◆ Record set
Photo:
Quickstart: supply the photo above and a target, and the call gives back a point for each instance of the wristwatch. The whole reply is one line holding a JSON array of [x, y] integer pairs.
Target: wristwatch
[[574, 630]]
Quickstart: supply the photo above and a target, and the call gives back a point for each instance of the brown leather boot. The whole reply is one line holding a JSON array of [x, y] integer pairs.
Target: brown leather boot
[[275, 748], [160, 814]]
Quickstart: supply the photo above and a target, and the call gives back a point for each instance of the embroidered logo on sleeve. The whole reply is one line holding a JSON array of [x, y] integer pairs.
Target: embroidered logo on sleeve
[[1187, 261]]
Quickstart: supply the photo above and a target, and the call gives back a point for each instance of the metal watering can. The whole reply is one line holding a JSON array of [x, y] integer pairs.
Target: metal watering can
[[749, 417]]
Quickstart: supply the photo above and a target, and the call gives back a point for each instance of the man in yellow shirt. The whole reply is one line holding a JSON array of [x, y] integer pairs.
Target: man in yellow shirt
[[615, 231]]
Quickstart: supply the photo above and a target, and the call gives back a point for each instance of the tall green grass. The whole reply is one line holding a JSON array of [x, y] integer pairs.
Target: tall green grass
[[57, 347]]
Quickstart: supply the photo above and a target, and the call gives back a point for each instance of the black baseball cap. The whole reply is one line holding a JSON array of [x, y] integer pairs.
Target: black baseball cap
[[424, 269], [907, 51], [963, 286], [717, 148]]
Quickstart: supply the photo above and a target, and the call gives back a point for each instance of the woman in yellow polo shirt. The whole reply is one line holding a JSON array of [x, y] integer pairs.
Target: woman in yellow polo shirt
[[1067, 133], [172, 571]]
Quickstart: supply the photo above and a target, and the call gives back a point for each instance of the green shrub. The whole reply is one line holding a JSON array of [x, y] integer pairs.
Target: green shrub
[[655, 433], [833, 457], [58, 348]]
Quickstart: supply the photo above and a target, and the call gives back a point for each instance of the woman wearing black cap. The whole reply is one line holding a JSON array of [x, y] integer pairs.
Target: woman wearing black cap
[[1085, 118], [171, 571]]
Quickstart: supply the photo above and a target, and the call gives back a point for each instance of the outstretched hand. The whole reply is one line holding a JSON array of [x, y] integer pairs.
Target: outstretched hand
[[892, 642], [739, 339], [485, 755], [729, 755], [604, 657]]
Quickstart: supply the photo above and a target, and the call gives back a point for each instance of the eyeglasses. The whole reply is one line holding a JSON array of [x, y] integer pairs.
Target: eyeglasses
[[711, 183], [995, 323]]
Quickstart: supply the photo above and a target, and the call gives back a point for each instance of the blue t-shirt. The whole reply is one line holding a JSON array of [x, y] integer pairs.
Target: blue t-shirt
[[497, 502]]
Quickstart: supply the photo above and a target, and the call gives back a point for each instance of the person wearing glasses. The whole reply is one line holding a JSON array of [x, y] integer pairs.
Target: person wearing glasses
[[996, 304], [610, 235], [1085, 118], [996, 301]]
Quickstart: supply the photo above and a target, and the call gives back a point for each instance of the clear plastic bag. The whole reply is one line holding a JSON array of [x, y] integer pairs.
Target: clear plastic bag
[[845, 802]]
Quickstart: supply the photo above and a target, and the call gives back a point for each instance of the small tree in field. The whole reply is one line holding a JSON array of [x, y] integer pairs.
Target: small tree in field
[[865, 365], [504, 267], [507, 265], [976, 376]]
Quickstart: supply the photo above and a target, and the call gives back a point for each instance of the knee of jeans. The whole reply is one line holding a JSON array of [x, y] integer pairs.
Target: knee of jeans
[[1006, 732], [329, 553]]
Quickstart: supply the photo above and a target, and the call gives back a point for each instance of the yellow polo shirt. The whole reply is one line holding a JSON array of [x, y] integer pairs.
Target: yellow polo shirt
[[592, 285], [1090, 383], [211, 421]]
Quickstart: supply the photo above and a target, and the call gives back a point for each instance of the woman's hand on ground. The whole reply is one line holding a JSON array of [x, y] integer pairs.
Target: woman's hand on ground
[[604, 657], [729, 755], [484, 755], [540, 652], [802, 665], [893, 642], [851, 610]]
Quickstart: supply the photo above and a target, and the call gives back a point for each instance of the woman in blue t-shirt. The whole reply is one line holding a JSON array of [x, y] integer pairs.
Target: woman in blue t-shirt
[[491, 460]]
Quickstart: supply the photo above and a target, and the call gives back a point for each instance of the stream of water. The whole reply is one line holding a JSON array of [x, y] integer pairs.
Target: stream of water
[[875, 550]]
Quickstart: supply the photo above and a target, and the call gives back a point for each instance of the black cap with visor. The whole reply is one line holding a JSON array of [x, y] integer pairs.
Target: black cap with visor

◆ What this task involves
Every line from the one containing "in blue t-shirt." through the end of the entries above must be echoed exactly, with both ends kept.

◆ Task result
Quickstart: supply the photo above and a target, and the call gives back a point for each instance of the woman in blue t-shirt. The whole reply is one line holding a JSON array of [x, y] integer pairs.
Target: woman in blue t-shirt
[[491, 460]]
Quickstart: supply the photo above and a target, and the call gives back a point for each instance of the stream of water. The whole reply is one line holding a JSON array of [x, y] integer pairs.
Target: stream of water
[[875, 550]]
Quickstart: supply the photo above and a target, and the call gives back a point for each instance of the black cap with visor. The whole reply is one line holding a JSON array of [x, y] integer pairs.
Target: black cap with visor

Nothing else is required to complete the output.